**EXERCISE TEXT**.

-=-=-

You recognised disordered eating here just a few days ago.
Read your own post.
I think all the correct advice has been given here.
I am out.

BoulevardOfBrokenSleep · 22/01/2014 21:39

Do you think you'd be able to make an appointment to see your doctor and tell him/her what you've told us? I know it's not easy with the DC around... I just spent ages choosing a dentist's app't that was during DS' nursrey hours, then got home to discover it was during half term. Doh!

So if there's no problem ,then there's no problem and it's all good, but at least give yourself the chance to have a chat with your GP? That's the sort of thing they're there for. They'll probably give you a leaflet. All our family medical issues seem to be dealt with by either antibiotics or a leaflet...!

Katiejon · 22/01/2014 21:56

Well done on talking about your life.
Please keep updating us so we can support you.

-=-=-

**Referring-expression pointing data**.
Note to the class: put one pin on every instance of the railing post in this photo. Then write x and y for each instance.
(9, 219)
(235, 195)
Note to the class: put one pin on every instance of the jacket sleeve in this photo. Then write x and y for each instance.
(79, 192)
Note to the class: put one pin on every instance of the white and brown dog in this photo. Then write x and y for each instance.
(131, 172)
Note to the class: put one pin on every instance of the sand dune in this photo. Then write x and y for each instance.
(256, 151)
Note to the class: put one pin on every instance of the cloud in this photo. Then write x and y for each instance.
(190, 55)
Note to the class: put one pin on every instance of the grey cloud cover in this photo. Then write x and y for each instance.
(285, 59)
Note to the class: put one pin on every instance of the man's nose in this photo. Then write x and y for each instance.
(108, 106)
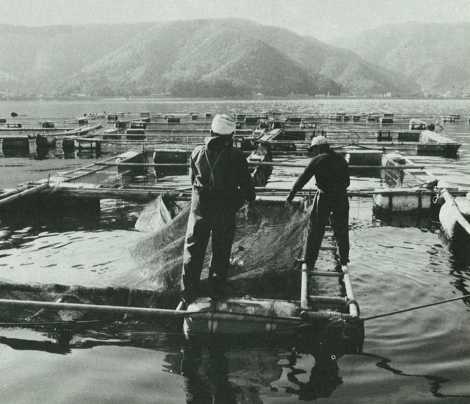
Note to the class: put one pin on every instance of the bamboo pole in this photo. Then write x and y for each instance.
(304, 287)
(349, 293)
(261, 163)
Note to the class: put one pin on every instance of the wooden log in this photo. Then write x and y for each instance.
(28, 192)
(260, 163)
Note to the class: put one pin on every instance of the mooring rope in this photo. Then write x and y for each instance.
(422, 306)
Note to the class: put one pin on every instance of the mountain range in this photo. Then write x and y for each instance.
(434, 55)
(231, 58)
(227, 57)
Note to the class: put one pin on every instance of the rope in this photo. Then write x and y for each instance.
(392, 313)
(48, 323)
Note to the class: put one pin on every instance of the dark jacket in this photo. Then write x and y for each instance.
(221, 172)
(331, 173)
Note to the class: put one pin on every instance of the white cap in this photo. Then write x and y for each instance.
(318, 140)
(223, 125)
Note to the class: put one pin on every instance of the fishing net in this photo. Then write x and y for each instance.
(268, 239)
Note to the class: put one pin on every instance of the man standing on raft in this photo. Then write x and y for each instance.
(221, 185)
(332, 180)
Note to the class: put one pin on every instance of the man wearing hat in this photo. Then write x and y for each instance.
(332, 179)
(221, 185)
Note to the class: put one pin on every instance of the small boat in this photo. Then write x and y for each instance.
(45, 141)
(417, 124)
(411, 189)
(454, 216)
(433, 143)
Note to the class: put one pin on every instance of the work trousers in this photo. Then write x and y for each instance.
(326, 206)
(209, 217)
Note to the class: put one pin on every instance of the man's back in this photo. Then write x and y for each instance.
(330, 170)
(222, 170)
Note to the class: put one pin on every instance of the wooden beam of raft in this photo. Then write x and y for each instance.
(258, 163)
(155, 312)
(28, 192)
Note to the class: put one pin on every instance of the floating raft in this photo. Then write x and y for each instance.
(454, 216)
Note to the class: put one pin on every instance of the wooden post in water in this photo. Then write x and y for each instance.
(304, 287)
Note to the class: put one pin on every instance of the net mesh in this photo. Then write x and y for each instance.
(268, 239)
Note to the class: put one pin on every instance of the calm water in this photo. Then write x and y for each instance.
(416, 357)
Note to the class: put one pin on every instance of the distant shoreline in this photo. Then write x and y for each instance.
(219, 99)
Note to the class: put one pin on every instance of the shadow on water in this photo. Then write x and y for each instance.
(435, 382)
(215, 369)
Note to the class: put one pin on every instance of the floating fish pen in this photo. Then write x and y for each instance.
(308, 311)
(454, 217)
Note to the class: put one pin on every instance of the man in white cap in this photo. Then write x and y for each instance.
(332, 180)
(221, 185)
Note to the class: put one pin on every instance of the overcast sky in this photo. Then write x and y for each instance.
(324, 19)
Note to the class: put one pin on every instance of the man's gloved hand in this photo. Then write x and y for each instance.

-=-=-

**WHAT THE TASK REQUIRES**. Retype the entire forum thread without any alteration. Base every response solely on the forum thread.

**ANSWER BOX**.
You recognised disordered eating here just a few days ago.
Read your own post.
I think all the correct advice has been given here.
I am out.

BoulevardOfBrokenSleep · 22/01/2014 21:39

Do you think you'd be able to make an appointment to see your doctor and tell him/her what you've told us? I know it's not easy with the DC around... I just spent ages choosing a dentist's app't that was during DS' nursrey hours, then got home to discover it was during half term. Doh!

So if there's no problem ,then there's no problem and it's all good, but at least give yourself the chance to have a chat with your GP? That's the sort of thing they're there for. They'll probably give you a leaflet. All our family medical issues seem to be dealt with by either antibiotics or a leaflet...!

Katiejon · 22/01/2014 21:56

Well done on talking about your life.
Please keep updating us so we can support you.